> [Dataset entries]
## BEGIN
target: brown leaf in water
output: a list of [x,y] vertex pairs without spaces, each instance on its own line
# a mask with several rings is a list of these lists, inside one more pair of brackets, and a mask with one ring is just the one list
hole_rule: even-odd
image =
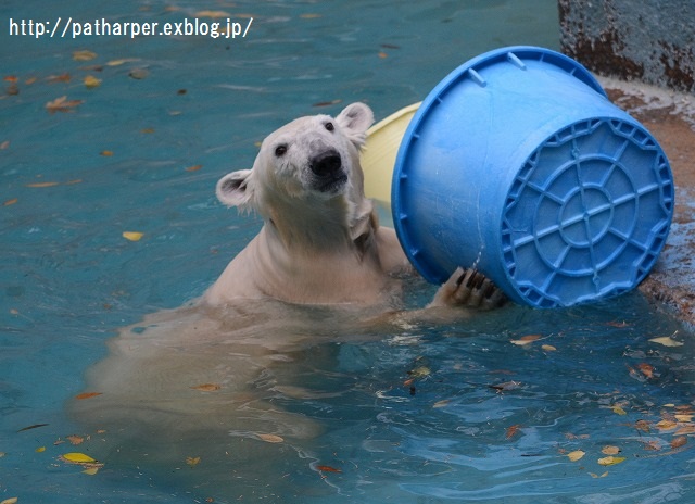
[[200,392],[217,392],[219,389],[222,389],[222,387],[217,383],[201,383],[197,385],[195,387],[191,387],[191,389],[198,390]]
[[46,103],[46,110],[51,114],[55,112],[74,112],[73,109],[81,103],[84,103],[83,100],[68,100],[67,96],[63,96]]
[[323,470],[324,472],[342,472],[342,470],[336,469],[331,466],[316,466],[316,469]]
[[675,450],[677,448],[685,446],[687,444],[687,438],[685,436],[679,436],[678,438],[673,438],[671,440],[671,449]]
[[56,83],[70,83],[72,79],[72,77],[70,76],[70,74],[67,72],[65,72],[64,74],[61,75],[49,75],[48,77],[46,77],[46,80],[50,84],[56,84]]
[[644,376],[647,378],[654,378],[654,366],[647,363],[637,364],[637,369],[642,371]]
[[517,424],[517,425],[513,425],[511,427],[509,427],[509,428],[507,429],[506,434],[505,434],[505,439],[511,439],[511,438],[514,438],[516,434],[518,434],[518,433],[519,433],[519,429],[520,429],[520,428],[521,428],[521,426],[520,426],[520,425],[518,425],[518,424]]
[[80,394],[75,395],[75,399],[78,401],[83,401],[85,399],[96,398],[97,395],[101,395],[102,392],[83,392]]

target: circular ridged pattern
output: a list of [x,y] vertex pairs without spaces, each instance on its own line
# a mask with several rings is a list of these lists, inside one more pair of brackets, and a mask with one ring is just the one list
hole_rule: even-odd
[[656,262],[672,202],[668,162],[644,130],[618,119],[574,124],[529,156],[507,194],[508,275],[545,307],[581,301],[577,292],[621,293]]

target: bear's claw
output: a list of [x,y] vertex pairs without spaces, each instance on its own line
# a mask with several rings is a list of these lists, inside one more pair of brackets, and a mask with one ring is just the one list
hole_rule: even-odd
[[430,306],[467,306],[493,310],[505,302],[504,293],[475,268],[457,268],[440,287]]

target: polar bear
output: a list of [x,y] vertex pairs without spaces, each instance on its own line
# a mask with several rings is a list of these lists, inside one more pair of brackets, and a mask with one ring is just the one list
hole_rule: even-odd
[[[295,119],[263,141],[252,169],[219,180],[219,200],[260,213],[263,228],[200,300],[109,341],[109,355],[88,370],[89,399],[70,407],[91,434],[90,455],[217,489],[228,489],[230,471],[242,487],[261,474],[285,481],[269,472],[293,453],[311,458],[319,423],[285,407],[316,396],[292,382],[294,356],[405,327],[378,315],[404,313],[400,282],[413,272],[364,194],[359,149],[371,122],[362,103],[334,118]],[[481,275],[457,270],[416,317],[501,299]],[[208,469],[184,476],[195,456]],[[286,462],[274,465],[277,457]]]
[[[219,180],[218,199],[258,212],[264,226],[207,291],[205,303],[391,301],[394,278],[410,265],[394,230],[379,226],[365,198],[359,149],[372,122],[364,103],[348,105],[334,118],[300,117],[263,141],[252,169]],[[492,307],[501,299],[481,275],[457,270],[430,306]]]

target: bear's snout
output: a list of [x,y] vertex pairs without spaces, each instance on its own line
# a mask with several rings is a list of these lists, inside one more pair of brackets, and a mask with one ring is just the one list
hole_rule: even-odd
[[337,192],[348,181],[342,158],[334,149],[316,154],[308,165],[314,174],[312,185],[321,192]]
[[309,167],[319,177],[330,177],[340,172],[342,160],[338,151],[331,149],[312,158]]

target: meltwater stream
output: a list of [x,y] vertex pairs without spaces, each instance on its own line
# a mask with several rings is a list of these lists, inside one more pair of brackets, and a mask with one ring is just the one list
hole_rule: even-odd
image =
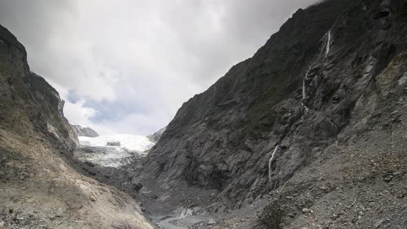
[[274,159],[274,155],[275,155],[276,152],[279,149],[279,146],[280,146],[279,145],[277,145],[277,146],[276,146],[274,148],[274,151],[272,152],[272,154],[271,155],[271,157],[270,158],[270,160],[268,160],[268,179],[271,179],[272,173],[272,169],[271,168],[271,163],[272,162],[272,160]]

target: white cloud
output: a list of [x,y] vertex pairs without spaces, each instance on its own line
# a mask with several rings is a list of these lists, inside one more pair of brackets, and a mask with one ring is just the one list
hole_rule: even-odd
[[[66,100],[75,92],[70,121],[144,133],[316,1],[0,0],[0,21],[26,46],[33,71]],[[119,110],[101,109],[112,103]]]
[[83,106],[84,103],[85,101],[83,99],[79,100],[75,103],[68,101],[66,101],[63,114],[72,124],[80,124],[84,126],[95,126],[89,119],[94,117],[97,113],[97,111],[91,108]]

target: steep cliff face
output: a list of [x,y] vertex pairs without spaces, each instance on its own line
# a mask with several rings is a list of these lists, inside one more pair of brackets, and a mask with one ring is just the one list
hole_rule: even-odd
[[159,129],[159,130],[157,130],[154,134],[148,135],[147,137],[152,142],[157,143],[158,141],[158,140],[159,140],[159,139],[163,135],[163,133],[164,132],[164,131],[166,131],[166,128],[167,128],[166,126],[164,128],[162,128]]
[[99,137],[99,135],[96,131],[93,130],[92,129],[88,127],[83,127],[79,125],[71,125],[74,132],[78,137],[83,136],[83,137]]
[[331,0],[299,10],[182,106],[132,182],[155,179],[167,190],[186,183],[234,201],[285,183],[349,125],[366,130],[377,99],[404,79],[405,8]]
[[0,228],[152,228],[129,196],[83,177],[63,101],[0,26]]

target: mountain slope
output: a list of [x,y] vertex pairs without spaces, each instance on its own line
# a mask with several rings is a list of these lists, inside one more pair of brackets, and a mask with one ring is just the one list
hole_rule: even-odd
[[[63,101],[30,72],[0,26],[0,225],[6,228],[152,228],[128,195],[84,177]],[[1,226],[0,226],[1,227]]]
[[406,4],[331,0],[299,10],[253,57],[182,106],[144,166],[129,172],[132,182],[172,199],[186,186],[217,190],[210,203],[236,209],[308,175],[329,147],[381,125],[372,122],[384,101],[394,110],[404,101]]

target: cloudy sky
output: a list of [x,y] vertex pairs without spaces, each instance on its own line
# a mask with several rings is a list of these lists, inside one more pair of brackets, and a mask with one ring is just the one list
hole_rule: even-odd
[[0,0],[70,122],[146,135],[317,0]]

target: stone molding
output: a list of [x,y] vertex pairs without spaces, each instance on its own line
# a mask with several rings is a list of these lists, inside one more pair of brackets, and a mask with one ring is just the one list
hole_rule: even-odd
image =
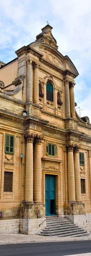
[[24,136],[24,139],[25,140],[26,142],[33,142],[34,136],[33,134],[28,134]]
[[33,134],[29,133],[24,135],[24,139],[26,142],[34,142],[36,144],[41,144],[42,140],[44,137],[41,135],[33,135]]
[[75,145],[72,144],[68,144],[66,145],[66,148],[67,151],[74,151],[74,153],[76,153],[79,152],[80,147],[77,144]]

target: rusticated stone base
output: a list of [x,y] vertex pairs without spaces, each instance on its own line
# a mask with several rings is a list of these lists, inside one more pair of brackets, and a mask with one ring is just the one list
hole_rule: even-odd
[[70,201],[68,204],[68,215],[80,215],[85,214],[85,204],[82,202]]
[[46,226],[46,218],[31,219],[25,218],[20,220],[21,234],[38,235],[44,229]]
[[45,205],[34,204],[30,202],[22,201],[22,217],[23,218],[39,218],[45,217]]

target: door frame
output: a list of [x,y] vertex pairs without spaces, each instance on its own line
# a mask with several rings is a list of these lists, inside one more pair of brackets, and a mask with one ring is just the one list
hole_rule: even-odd
[[61,216],[61,186],[60,170],[55,171],[45,170],[43,169],[43,186],[42,199],[43,204],[45,205],[45,174],[55,175],[55,215],[59,217]]
[[[51,176],[53,176],[55,177],[55,207],[54,207],[54,212],[55,212],[55,213],[53,213],[53,214],[51,214],[50,213],[50,214],[49,213],[48,215],[46,215],[46,216],[53,216],[53,215],[55,215],[55,212],[56,212],[56,193],[55,193],[55,187],[56,187],[55,177],[55,177],[55,175],[53,175],[52,174],[45,174],[45,175],[48,175],[49,177],[50,177]],[[49,180],[49,181],[50,181],[50,179]],[[46,185],[46,181],[45,181],[45,185]],[[50,185],[50,182],[49,182],[49,185]],[[45,191],[46,191],[46,187],[45,187]],[[50,208],[50,198],[49,198],[49,195],[50,194],[50,189],[48,190],[48,191],[49,191],[49,195],[48,195],[48,196],[48,196],[48,197],[49,197],[49,198],[48,198],[48,205],[48,205],[48,208]],[[45,200],[46,200],[46,199],[45,199]],[[45,213],[46,213],[46,203],[45,203]]]

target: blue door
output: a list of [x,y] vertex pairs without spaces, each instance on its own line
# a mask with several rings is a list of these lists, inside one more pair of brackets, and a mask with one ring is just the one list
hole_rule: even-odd
[[54,175],[45,175],[46,215],[55,214],[55,178]]

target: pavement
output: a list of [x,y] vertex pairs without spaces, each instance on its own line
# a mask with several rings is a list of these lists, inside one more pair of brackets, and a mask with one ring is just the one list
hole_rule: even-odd
[[9,234],[6,235],[0,234],[0,245],[85,240],[91,240],[91,233],[89,236],[75,237],[72,237],[71,236],[57,237],[38,236],[37,235],[28,236],[21,234]]

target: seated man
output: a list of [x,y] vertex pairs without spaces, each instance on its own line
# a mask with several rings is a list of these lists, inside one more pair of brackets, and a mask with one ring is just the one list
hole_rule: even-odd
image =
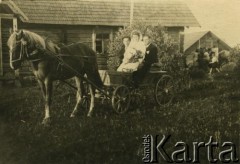
[[139,83],[143,81],[147,72],[149,72],[151,65],[158,62],[158,49],[152,43],[150,35],[144,35],[143,42],[146,46],[146,53],[142,64],[138,67],[138,70],[133,72],[133,82],[135,87],[138,87]]
[[138,69],[142,63],[146,48],[140,40],[141,33],[133,31],[131,34],[131,42],[124,53],[122,64],[118,67],[119,72],[133,72]]

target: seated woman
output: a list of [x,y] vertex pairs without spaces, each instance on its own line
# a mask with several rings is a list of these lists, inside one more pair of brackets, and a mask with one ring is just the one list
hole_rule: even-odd
[[143,62],[146,46],[140,41],[141,33],[133,31],[131,33],[131,42],[126,49],[122,64],[118,67],[119,72],[133,72]]

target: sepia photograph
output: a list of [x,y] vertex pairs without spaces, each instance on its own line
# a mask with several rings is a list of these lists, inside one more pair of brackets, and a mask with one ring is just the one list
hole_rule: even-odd
[[239,0],[0,0],[0,164],[240,163]]

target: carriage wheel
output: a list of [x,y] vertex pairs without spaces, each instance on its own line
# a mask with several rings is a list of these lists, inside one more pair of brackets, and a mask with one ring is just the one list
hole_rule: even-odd
[[84,96],[82,98],[82,107],[86,110],[88,110],[90,108],[90,103],[91,103],[91,98],[89,96]]
[[112,107],[118,114],[125,113],[130,105],[130,92],[125,85],[118,86],[113,91]]
[[159,106],[167,106],[171,103],[174,96],[173,78],[163,75],[155,86],[154,97]]

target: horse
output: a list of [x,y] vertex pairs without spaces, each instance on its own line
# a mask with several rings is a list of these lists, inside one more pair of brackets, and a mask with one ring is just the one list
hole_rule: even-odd
[[[87,77],[91,95],[87,116],[91,116],[94,108],[95,89],[102,88],[103,82],[98,72],[96,53],[83,43],[73,43],[61,48],[49,39],[28,31],[13,32],[8,39],[10,67],[17,70],[27,60],[31,63],[42,94],[45,99],[44,125],[50,123],[50,106],[52,102],[53,82],[75,78],[77,95],[76,105],[70,115],[75,117],[84,96],[83,78]],[[71,69],[69,69],[71,68]]]

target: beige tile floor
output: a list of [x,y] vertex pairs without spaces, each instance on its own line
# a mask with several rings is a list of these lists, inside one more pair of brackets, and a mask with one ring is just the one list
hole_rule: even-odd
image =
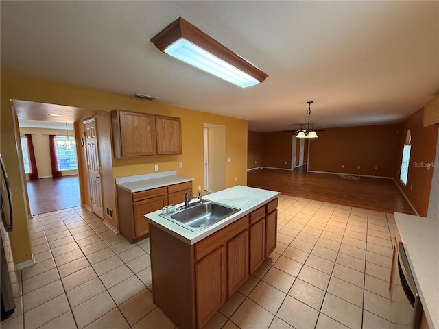
[[[278,246],[213,317],[215,328],[394,328],[388,295],[393,215],[279,197]],[[36,264],[10,271],[9,328],[174,328],[152,302],[149,243],[81,208],[36,216]]]

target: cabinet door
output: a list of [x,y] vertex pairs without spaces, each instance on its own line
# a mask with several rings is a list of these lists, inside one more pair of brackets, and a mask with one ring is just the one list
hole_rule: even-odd
[[227,296],[230,297],[248,278],[248,231],[227,242]]
[[250,273],[252,273],[265,259],[265,219],[250,227]]
[[195,264],[198,328],[203,327],[227,299],[224,249],[220,247]]
[[152,197],[133,204],[134,215],[134,239],[148,232],[148,223],[143,216],[148,212],[161,209],[165,206],[166,195]]
[[[115,156],[151,156],[156,154],[156,125],[152,114],[119,111],[120,152]],[[113,127],[114,128],[114,127]],[[115,138],[116,139],[116,138]]]
[[265,217],[265,258],[276,249],[277,243],[277,210]]
[[181,154],[181,119],[156,116],[157,154]]

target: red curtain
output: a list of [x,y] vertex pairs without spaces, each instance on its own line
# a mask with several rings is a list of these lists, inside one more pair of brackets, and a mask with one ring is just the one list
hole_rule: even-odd
[[29,178],[30,180],[38,179],[38,169],[36,167],[36,161],[35,160],[35,152],[34,151],[34,143],[32,143],[32,135],[31,134],[25,134],[26,141],[27,142],[27,153],[29,156]]
[[50,146],[50,163],[52,166],[52,177],[61,177],[62,173],[58,167],[58,157],[56,156],[56,141],[55,135],[49,135],[49,143]]

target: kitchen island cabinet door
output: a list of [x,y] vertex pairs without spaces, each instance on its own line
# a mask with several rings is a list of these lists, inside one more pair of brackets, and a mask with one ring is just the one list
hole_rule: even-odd
[[248,231],[227,242],[227,297],[230,298],[248,278]]
[[265,217],[265,258],[276,249],[277,243],[277,210]]
[[226,250],[222,246],[195,264],[198,328],[202,328],[227,299]]
[[252,273],[265,259],[265,219],[250,227],[250,273]]
[[148,232],[148,222],[144,214],[161,209],[165,206],[166,195],[146,199],[133,203],[134,214],[134,239],[145,235]]

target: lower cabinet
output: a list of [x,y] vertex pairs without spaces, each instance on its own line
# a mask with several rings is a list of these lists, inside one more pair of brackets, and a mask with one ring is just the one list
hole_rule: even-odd
[[204,326],[226,302],[226,248],[221,246],[195,265],[197,321]]
[[203,328],[276,248],[274,206],[277,199],[191,245],[151,225],[154,302],[178,328]]
[[265,259],[265,219],[250,227],[250,273],[253,273]]
[[248,230],[227,242],[227,297],[248,278]]
[[143,215],[158,210],[168,204],[183,202],[185,193],[191,188],[192,182],[132,193],[117,187],[117,210],[121,234],[131,243],[147,237],[148,223]]
[[132,204],[134,239],[141,238],[143,236],[146,235],[149,231],[148,222],[145,219],[143,215],[161,209],[167,204],[165,199],[165,195],[163,195],[138,201]]

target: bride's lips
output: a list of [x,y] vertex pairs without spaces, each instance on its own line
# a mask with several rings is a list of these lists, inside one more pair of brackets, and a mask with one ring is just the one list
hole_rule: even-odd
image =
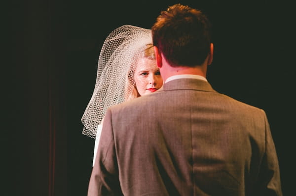
[[148,90],[151,92],[155,92],[156,90],[157,90],[157,88],[148,88],[148,89],[147,89],[147,90]]

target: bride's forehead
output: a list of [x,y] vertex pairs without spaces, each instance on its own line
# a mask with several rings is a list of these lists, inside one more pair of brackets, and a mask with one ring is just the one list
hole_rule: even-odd
[[139,59],[136,65],[137,70],[146,69],[147,70],[154,70],[159,69],[156,65],[155,60],[148,58],[141,58]]

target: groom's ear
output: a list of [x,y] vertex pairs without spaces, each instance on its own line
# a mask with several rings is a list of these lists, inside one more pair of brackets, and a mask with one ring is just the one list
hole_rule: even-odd
[[160,53],[158,49],[156,46],[153,46],[154,53],[155,54],[155,58],[156,59],[156,65],[159,68],[162,67],[162,58],[161,53]]

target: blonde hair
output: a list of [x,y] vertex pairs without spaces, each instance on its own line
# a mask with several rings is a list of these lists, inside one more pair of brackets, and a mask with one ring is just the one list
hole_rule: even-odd
[[[139,57],[136,58],[134,59],[134,63],[137,63],[139,59],[141,58],[148,58],[150,59],[154,60],[155,59],[155,55],[154,52],[153,45],[152,44],[146,44],[146,47],[144,50],[141,52],[142,55],[140,55]],[[137,97],[140,97],[140,94],[137,90],[136,87],[136,84],[135,83],[135,70],[137,68],[137,65],[132,66],[131,67],[133,67],[133,69],[130,69],[128,74],[128,79],[126,80],[126,85],[125,88],[125,94],[124,99],[125,101],[130,101],[136,98]],[[131,93],[127,94],[126,92],[129,91],[128,89],[133,88],[133,90]]]

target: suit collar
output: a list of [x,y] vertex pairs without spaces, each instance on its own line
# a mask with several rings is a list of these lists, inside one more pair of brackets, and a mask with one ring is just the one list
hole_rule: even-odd
[[187,78],[176,79],[166,83],[158,91],[181,89],[216,92],[208,82],[202,80]]

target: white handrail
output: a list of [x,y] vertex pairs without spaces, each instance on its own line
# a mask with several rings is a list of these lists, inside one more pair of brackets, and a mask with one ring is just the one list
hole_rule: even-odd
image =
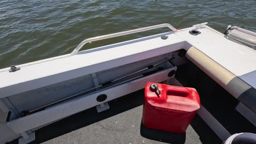
[[141,32],[149,31],[149,30],[151,30],[153,29],[166,27],[168,27],[173,32],[176,32],[177,31],[177,29],[174,27],[173,27],[172,25],[168,23],[163,23],[163,24],[160,24],[160,25],[155,25],[155,26],[149,26],[149,27],[139,28],[137,28],[135,29],[129,30],[127,31],[121,32],[118,32],[118,33],[112,33],[112,34],[103,35],[101,36],[93,37],[91,38],[88,38],[88,39],[86,39],[83,40],[77,46],[77,47],[75,47],[75,49],[72,51],[72,52],[71,52],[71,54],[75,55],[77,53],[78,53],[78,51],[80,50],[80,49],[81,49],[81,48],[88,43],[97,41],[99,40],[111,38],[119,37],[119,36],[121,36],[124,35],[132,34],[135,33]]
## END
> [GOAL]
Return every line of the listing above that contains the word "white", copied as it appears. Match case exactly.

> [COMPLETED EXERCISE]
target: white cloud
target: white handrail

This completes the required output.